Change every "rough mask" in the rows below to "coarse mask", leave all else as it is, and give the rows again without the pictures.

[DATA EXCERPTS]
'''
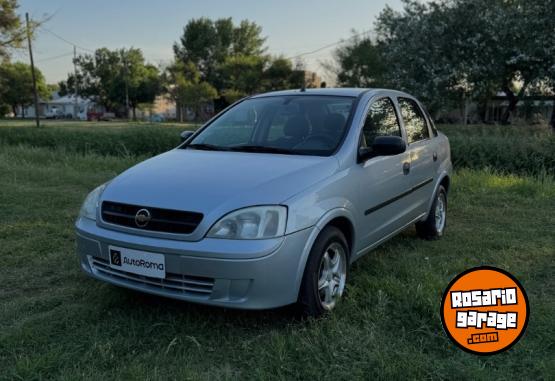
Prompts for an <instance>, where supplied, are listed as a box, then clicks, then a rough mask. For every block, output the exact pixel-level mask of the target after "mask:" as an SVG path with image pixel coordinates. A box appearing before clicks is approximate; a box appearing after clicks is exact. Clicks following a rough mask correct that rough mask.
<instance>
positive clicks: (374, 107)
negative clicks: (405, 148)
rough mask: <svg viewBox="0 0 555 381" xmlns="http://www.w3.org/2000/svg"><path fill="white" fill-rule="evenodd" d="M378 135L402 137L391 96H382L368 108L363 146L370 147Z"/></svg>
mask: <svg viewBox="0 0 555 381" xmlns="http://www.w3.org/2000/svg"><path fill="white" fill-rule="evenodd" d="M377 136H399V137H401V126H400V125H399V118H397V113H396V112H395V106H394V105H393V102H392V101H391V99H390V98H387V97H385V98H380V99H378V100H376V101H374V102H373V103H372V105H371V106H370V108H369V109H368V114H367V115H366V120H365V121H364V126H363V128H362V135H361V146H362V147H369V146H371V145H372V142H373V141H374V139H375V138H376V137H377Z"/></svg>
'''
[EXERCISE ANSWER]
Prompts for an <instance>, where supplied, are listed as a box, then clicks, then a coarse mask. For every block, output the exact pixel-level mask of the target after "mask:" as an SVG path with image pixel coordinates. A box appearing before clicks is approximate; a box appearing after clicks is exact. Clicks following a coarse mask correct that coarse mask.
<instance>
positive clicks: (374, 107)
negative clicks: (405, 148)
coarse mask: <svg viewBox="0 0 555 381" xmlns="http://www.w3.org/2000/svg"><path fill="white" fill-rule="evenodd" d="M378 135L402 137L391 96H382L368 108L363 146L370 147Z"/></svg>
mask: <svg viewBox="0 0 555 381" xmlns="http://www.w3.org/2000/svg"><path fill="white" fill-rule="evenodd" d="M377 136H399V137H401V126H400V125H399V118H397V113H396V112H395V106H394V105H393V102H392V101H391V99H390V98H387V97H385V98H380V99H378V100H376V101H374V102H373V103H372V105H371V106H370V108H369V109H368V114H367V115H366V120H365V121H364V126H363V128H362V135H361V146H362V147H369V146H371V145H372V142H373V141H374V139H375V138H376V137H377Z"/></svg>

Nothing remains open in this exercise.